*EXTRACTED TEXT*:
=== Section Start ===

Surely, it cannot be that case that because we, as women, have been ‘privileged’ in such an option that we can’t reject it?
The pill is not the only option. And whilst it works for many, the negative side effects are often ignored or dismissed.
The pill is a known cause of depression and a worryingly risk-increaser of cancer. Yet, we are not necessarily warned of this as much as we should be. The pill is cheap to produce, it’s easy to take, and it’s used universally. But, is our agency and power not in our choice? We must remember that we have a choice and there should no longer be a battle of wits between female empowerment and health costs.
In conversations with my friends I’m often slightly alarmed at the way in which we all ignore the potential risks of something we are putting into our bodies, perhaps simply because we are now taking the widely available choice for granted, or even just because we feel lucky to have it.
There’s always an argument to say that if something ain’t broke, don’t fix it. But when we’re suffering in different ways from the side effects of a pill that is supposed to give us safety, maybe we need to talk more about what we’re doing to our bodies.

=== Section End ===

*DATA FOR REVIEW*:
=== Section Start ===

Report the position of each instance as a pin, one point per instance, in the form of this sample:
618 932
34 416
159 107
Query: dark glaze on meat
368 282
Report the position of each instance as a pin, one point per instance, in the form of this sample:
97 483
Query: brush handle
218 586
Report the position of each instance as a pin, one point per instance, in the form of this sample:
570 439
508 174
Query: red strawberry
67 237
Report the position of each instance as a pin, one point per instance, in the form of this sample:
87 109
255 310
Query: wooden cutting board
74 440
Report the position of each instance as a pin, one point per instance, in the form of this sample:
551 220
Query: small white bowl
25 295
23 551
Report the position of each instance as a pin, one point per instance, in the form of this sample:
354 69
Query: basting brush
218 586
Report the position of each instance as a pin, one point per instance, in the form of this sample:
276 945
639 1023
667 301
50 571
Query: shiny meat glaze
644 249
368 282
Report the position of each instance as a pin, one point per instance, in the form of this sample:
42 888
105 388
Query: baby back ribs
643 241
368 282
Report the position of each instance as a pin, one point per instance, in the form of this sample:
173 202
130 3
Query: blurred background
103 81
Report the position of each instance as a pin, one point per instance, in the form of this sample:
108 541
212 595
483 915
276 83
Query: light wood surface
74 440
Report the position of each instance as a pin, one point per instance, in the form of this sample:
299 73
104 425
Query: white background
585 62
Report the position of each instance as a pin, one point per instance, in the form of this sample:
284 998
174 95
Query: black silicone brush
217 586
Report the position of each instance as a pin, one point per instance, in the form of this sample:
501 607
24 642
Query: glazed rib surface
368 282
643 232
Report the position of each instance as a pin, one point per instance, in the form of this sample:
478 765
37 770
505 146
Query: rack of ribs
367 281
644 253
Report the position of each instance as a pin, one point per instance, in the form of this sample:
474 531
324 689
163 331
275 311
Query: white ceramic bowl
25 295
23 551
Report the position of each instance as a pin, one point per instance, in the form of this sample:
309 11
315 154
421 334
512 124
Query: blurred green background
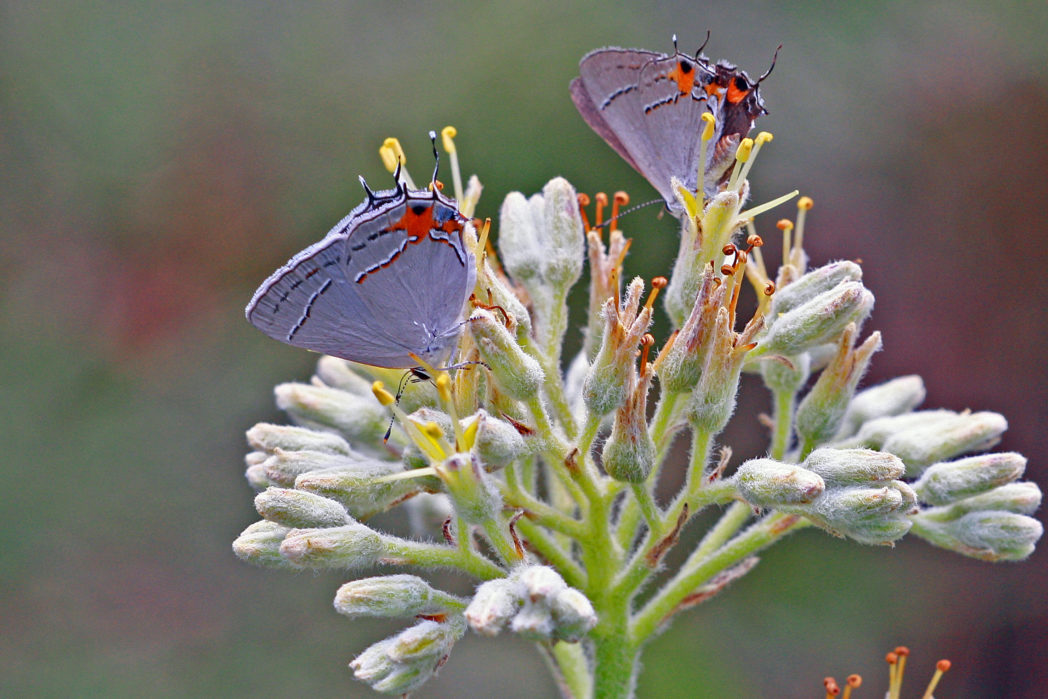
159 159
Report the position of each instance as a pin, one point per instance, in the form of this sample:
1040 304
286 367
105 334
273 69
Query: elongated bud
768 483
267 438
476 497
817 321
988 534
514 372
921 446
854 466
298 508
813 284
361 419
401 663
259 545
894 397
392 596
946 482
820 415
349 546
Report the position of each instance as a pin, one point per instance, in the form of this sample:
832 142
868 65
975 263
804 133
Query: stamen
762 137
619 199
741 155
448 139
707 134
760 209
602 201
658 284
804 204
583 203
850 682
786 226
392 155
940 668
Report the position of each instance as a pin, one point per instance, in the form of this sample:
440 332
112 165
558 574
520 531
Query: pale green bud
988 536
921 446
514 372
298 508
259 544
401 663
854 466
362 419
494 606
894 397
498 443
394 595
350 546
812 284
476 496
267 437
821 413
767 483
943 483
364 493
817 321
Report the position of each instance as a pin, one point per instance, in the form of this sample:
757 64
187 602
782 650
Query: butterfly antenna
771 67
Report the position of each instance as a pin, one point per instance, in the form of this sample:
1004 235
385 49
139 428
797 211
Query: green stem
784 423
659 608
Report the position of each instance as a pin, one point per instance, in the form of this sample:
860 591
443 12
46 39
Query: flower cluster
536 478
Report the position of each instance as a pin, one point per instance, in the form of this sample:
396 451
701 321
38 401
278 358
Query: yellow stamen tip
745 148
392 153
446 136
711 124
381 394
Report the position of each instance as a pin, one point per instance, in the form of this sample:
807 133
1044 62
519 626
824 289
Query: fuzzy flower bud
475 495
497 442
394 595
259 544
629 453
401 663
514 372
361 419
607 384
533 602
349 546
920 446
894 397
268 438
298 508
984 534
812 284
854 466
817 321
943 483
820 415
768 483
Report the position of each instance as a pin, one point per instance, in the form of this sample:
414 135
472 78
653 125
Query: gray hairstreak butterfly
649 107
390 281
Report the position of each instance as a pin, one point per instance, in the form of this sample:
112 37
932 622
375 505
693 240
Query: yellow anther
392 154
446 137
381 394
744 150
711 124
444 387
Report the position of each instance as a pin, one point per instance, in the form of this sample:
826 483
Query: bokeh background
157 160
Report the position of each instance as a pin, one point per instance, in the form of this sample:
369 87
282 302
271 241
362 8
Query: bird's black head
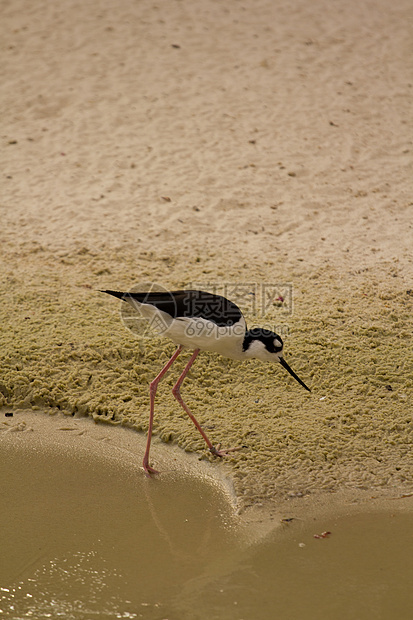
259 340
266 345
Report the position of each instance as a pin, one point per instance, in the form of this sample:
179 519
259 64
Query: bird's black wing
188 304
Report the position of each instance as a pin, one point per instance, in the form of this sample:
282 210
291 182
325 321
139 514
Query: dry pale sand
228 146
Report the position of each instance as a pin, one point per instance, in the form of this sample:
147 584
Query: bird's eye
278 345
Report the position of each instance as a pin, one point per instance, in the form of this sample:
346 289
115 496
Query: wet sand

=== Section End ===

*EXERCISE DESCRIPTION*: Check each statement against the piece on the contraceptive pill, answering yes or no and quoting the deciding words: 1. The pill is expensive to produce. 2. The pill is called a known cause of depression. 3. The pill's negative side effects are usually taken seriously. The lines play no part in this exercise.

*YOUR RESPONSE*:
1. No: "The pill is cheap to produce"
2. Yes: "The pill is a known cause of depression"
3. No: "the negative side effects are often ignored or dismissed"